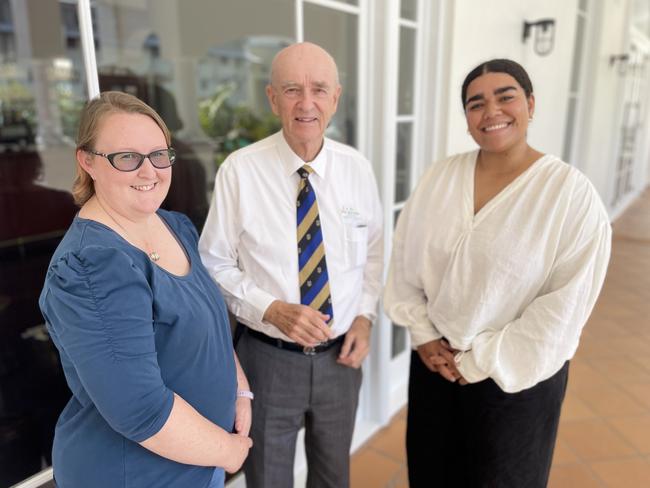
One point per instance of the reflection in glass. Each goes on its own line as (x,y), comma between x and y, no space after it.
(406,71)
(409,9)
(42,85)
(398,343)
(337,32)
(204,67)
(403,162)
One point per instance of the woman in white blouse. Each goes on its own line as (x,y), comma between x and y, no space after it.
(498,258)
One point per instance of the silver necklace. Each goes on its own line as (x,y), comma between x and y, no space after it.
(153,255)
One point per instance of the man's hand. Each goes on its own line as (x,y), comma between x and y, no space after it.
(356,344)
(303,324)
(438,356)
(243,416)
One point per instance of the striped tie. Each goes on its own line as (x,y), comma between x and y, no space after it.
(314,282)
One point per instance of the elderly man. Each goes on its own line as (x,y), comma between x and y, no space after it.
(294,239)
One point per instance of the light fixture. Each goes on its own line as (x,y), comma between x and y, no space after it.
(622,60)
(544,35)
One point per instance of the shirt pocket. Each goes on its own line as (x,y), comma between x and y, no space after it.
(355,236)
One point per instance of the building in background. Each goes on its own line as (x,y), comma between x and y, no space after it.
(204,65)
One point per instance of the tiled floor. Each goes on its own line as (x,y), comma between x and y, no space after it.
(604,438)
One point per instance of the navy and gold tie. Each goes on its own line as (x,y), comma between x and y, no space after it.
(314,281)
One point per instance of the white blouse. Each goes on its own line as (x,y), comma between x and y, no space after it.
(511,286)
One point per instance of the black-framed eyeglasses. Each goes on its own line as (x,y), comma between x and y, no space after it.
(130,161)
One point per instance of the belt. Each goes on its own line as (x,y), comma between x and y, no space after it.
(294,347)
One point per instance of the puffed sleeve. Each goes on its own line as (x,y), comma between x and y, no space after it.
(98,304)
(534,346)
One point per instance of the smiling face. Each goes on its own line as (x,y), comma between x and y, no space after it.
(304,93)
(133,194)
(497,112)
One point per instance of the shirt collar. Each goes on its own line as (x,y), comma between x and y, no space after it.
(291,161)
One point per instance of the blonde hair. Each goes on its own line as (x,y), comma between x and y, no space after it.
(92,116)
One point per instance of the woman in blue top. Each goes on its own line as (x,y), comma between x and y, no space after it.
(140,326)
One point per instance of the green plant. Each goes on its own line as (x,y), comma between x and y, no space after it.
(232,126)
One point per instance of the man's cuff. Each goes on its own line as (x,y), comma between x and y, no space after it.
(259,300)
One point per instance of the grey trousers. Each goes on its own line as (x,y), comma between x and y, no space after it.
(293,390)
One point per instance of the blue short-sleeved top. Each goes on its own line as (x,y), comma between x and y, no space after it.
(130,334)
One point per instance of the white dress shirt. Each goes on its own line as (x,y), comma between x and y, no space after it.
(511,286)
(249,243)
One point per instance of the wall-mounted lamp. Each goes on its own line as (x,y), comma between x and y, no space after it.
(622,60)
(544,35)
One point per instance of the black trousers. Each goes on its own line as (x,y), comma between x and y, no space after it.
(477,435)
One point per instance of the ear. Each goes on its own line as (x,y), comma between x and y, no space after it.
(337,96)
(272,97)
(531,105)
(85,161)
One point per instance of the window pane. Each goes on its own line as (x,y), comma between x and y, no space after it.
(204,67)
(337,33)
(403,160)
(406,70)
(569,131)
(42,87)
(409,9)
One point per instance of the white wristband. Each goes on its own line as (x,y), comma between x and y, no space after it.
(245,394)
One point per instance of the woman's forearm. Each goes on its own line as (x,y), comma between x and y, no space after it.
(188,437)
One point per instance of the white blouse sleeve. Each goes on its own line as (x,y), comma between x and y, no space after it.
(535,345)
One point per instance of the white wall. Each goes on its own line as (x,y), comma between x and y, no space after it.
(485,30)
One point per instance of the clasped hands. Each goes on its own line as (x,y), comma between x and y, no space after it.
(438,356)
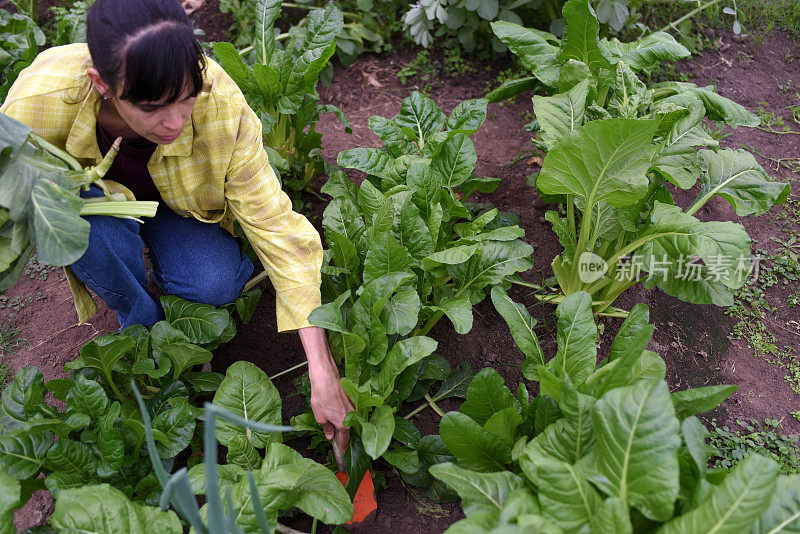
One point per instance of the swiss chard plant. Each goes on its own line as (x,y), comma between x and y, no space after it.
(257,460)
(281,87)
(20,39)
(601,448)
(101,433)
(39,203)
(404,251)
(614,144)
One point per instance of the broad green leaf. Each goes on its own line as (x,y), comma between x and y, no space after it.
(22,453)
(487,395)
(737,177)
(612,516)
(414,233)
(603,160)
(783,514)
(647,52)
(455,161)
(566,497)
(343,217)
(242,453)
(636,447)
(735,504)
(474,447)
(392,136)
(491,263)
(369,160)
(718,108)
(700,400)
(386,255)
(406,460)
(403,354)
(339,185)
(421,115)
(97,508)
(231,61)
(376,433)
(581,39)
(177,425)
(630,98)
(184,356)
(87,396)
(110,445)
(21,399)
(401,312)
(564,232)
(479,492)
(247,392)
(638,319)
(676,236)
(522,327)
(459,311)
(246,304)
(561,114)
(61,235)
(102,353)
(532,47)
(511,88)
(570,438)
(9,501)
(456,384)
(577,353)
(694,436)
(202,323)
(467,116)
(71,457)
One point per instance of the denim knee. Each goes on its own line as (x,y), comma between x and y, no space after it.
(216,286)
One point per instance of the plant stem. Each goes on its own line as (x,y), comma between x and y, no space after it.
(253,282)
(57,152)
(283,529)
(289,370)
(434,405)
(117,208)
(689,15)
(430,324)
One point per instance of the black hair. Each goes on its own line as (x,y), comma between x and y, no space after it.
(148,45)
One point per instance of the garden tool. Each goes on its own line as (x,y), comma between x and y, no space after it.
(365,506)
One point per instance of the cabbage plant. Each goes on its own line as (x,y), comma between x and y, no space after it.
(405,250)
(39,203)
(614,145)
(281,87)
(603,447)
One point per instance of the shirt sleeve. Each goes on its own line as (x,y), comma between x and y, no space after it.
(287,244)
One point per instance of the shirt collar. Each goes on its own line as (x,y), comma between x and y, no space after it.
(82,138)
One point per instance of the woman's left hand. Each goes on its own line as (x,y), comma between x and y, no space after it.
(329,402)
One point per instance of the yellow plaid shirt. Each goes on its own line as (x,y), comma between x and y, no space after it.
(215,171)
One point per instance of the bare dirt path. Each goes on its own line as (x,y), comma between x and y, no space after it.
(694,340)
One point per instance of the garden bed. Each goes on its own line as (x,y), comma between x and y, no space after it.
(695,340)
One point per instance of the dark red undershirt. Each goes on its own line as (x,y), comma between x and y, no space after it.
(130,165)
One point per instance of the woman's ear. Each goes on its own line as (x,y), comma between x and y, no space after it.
(100,86)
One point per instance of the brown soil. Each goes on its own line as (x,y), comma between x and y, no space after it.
(694,340)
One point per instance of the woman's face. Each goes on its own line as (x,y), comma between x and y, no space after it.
(156,121)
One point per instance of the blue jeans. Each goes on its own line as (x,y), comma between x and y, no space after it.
(196,261)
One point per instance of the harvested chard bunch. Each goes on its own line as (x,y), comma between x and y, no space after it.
(39,203)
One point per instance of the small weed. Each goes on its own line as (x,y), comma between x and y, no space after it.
(11,339)
(771,122)
(734,445)
(455,64)
(421,67)
(38,271)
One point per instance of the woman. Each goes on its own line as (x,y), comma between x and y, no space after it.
(191,142)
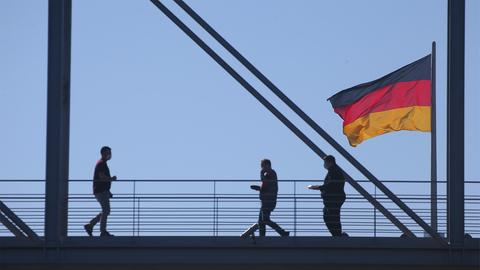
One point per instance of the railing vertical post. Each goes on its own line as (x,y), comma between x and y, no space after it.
(294,208)
(138,216)
(375,216)
(58,121)
(133,209)
(214,207)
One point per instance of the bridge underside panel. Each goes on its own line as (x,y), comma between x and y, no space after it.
(236,253)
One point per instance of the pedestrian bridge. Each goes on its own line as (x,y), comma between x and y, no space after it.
(198,222)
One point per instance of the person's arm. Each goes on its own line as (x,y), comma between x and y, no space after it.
(315,187)
(105,178)
(255,187)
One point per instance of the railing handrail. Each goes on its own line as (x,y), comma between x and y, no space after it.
(235,180)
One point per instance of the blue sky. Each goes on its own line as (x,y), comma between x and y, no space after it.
(168,111)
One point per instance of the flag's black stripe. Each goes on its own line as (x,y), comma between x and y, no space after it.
(418,70)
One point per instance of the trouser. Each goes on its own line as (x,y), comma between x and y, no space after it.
(331,215)
(104,199)
(264,219)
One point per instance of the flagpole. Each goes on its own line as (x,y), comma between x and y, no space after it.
(433,147)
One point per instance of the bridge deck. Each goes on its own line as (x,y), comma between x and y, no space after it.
(234,252)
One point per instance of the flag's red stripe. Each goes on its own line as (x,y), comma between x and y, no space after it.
(397,95)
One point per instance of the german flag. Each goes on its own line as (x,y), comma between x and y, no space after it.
(400,100)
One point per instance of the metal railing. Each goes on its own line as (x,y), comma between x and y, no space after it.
(228,207)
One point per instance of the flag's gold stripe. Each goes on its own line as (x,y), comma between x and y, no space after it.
(378,123)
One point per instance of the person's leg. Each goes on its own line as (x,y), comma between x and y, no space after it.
(261,222)
(104,200)
(334,212)
(328,216)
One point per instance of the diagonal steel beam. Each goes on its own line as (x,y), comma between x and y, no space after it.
(18,222)
(10,226)
(307,118)
(277,113)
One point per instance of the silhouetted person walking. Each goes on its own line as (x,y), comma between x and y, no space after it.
(333,196)
(268,197)
(101,189)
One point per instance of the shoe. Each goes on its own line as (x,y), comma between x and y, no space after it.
(105,233)
(250,231)
(89,229)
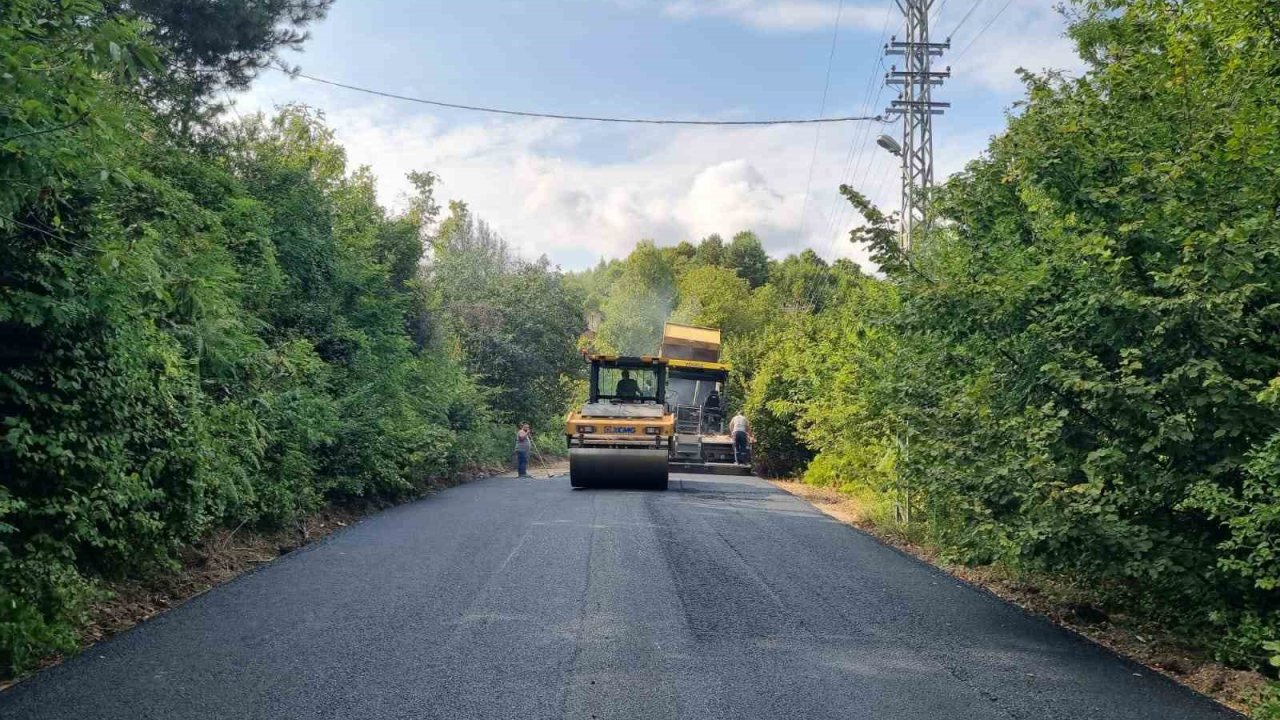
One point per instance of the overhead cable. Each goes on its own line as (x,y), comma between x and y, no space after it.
(965,49)
(585,118)
(822,110)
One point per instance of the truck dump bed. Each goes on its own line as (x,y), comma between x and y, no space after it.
(690,342)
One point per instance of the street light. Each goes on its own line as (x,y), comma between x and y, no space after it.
(890,144)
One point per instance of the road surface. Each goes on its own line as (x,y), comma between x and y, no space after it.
(504,598)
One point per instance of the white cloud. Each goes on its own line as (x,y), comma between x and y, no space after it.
(1028,33)
(533,180)
(543,186)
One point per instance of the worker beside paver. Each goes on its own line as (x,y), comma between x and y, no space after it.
(741,432)
(524,443)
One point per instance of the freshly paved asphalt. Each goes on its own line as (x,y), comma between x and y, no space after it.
(504,598)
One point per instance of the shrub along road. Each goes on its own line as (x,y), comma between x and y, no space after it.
(723,597)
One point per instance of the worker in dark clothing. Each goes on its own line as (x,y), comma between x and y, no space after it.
(741,432)
(627,387)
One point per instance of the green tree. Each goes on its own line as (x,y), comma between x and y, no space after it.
(639,302)
(746,256)
(215,45)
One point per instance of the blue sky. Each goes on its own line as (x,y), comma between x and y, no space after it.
(579,191)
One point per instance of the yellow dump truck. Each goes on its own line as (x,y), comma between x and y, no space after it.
(695,399)
(622,434)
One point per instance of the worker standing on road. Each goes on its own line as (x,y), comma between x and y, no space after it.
(524,443)
(741,433)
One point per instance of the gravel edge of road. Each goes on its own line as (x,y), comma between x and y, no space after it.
(1230,697)
(214,563)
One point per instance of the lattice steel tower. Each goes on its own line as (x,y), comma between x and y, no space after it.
(917,106)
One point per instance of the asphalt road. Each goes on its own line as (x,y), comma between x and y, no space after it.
(503,598)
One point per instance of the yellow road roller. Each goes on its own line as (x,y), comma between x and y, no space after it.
(622,436)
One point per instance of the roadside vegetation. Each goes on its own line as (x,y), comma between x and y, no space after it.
(211,323)
(1075,374)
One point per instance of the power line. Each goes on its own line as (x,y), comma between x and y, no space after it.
(1002,8)
(965,18)
(586,118)
(858,139)
(822,110)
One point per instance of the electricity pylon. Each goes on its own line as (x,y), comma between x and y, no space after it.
(917,106)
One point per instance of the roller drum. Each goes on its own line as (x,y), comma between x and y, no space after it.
(613,466)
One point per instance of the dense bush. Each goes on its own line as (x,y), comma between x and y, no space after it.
(1077,370)
(201,328)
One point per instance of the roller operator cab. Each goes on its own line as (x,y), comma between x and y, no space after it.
(622,436)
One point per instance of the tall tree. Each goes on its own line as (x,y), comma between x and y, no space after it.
(746,256)
(215,45)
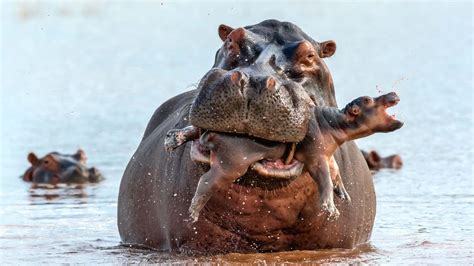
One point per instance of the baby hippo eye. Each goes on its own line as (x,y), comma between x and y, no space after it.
(368,101)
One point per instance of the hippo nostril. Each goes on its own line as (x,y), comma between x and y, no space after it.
(270,83)
(238,79)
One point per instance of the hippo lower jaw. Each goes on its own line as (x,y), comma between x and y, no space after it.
(266,167)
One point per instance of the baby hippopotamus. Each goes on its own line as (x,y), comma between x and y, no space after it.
(376,162)
(56,168)
(231,155)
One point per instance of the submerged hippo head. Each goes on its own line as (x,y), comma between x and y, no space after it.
(376,162)
(56,168)
(368,115)
(265,79)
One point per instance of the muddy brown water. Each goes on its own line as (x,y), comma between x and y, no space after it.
(90,75)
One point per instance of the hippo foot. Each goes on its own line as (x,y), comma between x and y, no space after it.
(330,209)
(193,215)
(196,206)
(342,193)
(174,138)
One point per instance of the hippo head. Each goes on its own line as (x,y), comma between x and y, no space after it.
(367,115)
(56,168)
(377,162)
(264,81)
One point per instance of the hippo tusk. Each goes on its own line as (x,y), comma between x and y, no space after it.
(291,154)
********
#### INSTRUÇÃO:
Formate como CSV de duas colunas, entrada e saída, tudo desde a linha que contém "One point per instance of the hippo tusk." até o fim do material. Cada texto vai em entrada e a resposta correspondente em saída, uma linha para cada par, com cada campo entre aspas e as quebras de linha trocadas por espaços.

#### RESPOSTA ABAIXO:
entrada,saída
"One point per instance of the hippo tusk. Each goes on its own line as (x,y), comma between x and y, no space after it.","(291,154)"